Stored data:

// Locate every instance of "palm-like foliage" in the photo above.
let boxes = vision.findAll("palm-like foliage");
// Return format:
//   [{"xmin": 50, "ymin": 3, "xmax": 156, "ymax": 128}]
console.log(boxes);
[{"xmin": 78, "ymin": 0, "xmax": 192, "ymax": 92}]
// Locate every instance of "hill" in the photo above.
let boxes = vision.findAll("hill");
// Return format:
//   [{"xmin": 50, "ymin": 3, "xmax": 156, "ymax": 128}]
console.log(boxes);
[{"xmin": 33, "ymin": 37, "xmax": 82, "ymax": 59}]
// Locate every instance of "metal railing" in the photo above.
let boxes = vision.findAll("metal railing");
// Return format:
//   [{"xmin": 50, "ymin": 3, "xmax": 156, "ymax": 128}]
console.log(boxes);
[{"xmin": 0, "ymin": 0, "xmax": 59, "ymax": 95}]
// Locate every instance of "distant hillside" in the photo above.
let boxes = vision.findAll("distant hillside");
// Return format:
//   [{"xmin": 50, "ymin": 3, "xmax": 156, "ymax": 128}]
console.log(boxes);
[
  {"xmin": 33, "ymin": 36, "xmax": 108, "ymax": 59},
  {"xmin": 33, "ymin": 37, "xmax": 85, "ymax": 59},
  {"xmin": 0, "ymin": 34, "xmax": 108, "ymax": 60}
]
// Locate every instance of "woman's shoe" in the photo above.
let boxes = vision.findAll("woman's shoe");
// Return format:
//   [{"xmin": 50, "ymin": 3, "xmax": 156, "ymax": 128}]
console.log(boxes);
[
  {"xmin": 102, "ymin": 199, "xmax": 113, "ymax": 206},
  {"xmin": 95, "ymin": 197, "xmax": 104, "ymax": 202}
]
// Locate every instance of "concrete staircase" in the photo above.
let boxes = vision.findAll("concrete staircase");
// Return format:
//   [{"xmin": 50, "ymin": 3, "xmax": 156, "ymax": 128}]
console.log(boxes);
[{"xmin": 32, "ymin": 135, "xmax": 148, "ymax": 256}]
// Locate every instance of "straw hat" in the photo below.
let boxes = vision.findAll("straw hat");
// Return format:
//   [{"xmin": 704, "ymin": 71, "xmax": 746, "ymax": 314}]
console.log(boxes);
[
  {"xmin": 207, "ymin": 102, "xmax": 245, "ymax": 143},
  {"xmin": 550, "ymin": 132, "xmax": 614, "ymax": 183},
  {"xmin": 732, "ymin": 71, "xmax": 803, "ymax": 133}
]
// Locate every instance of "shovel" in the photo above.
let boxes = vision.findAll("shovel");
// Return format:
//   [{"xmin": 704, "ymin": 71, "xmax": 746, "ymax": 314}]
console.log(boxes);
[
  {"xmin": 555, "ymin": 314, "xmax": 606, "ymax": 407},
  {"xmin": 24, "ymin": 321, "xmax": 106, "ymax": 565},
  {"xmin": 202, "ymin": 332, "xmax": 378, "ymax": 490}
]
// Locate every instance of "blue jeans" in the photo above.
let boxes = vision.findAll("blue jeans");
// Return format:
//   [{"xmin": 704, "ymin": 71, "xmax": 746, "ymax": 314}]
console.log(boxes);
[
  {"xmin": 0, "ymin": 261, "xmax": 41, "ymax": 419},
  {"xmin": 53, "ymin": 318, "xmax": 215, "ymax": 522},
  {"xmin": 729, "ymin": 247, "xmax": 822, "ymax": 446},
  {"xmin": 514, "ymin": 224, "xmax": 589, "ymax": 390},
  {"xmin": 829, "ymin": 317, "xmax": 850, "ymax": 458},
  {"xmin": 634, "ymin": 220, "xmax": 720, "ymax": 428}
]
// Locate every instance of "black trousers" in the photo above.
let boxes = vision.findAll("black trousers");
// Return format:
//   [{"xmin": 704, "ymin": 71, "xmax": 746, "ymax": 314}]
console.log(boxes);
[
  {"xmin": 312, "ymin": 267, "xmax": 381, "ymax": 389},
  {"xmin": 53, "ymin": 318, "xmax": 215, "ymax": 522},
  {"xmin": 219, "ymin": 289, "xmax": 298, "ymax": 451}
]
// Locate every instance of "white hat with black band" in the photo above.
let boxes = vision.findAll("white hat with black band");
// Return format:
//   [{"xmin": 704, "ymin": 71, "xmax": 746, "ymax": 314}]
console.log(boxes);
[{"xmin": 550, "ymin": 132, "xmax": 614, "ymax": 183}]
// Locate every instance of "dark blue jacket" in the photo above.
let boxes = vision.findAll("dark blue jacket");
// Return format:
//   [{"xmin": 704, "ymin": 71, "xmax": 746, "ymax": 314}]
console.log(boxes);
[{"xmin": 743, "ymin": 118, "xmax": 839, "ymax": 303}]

Work required: Pick out and copy each line of the material above that contains the string "straw". Match case exactly.

Complete response:
// Locate every instance of "straw hat" in the photo below.
let boxes = vision.findAll("straw hat");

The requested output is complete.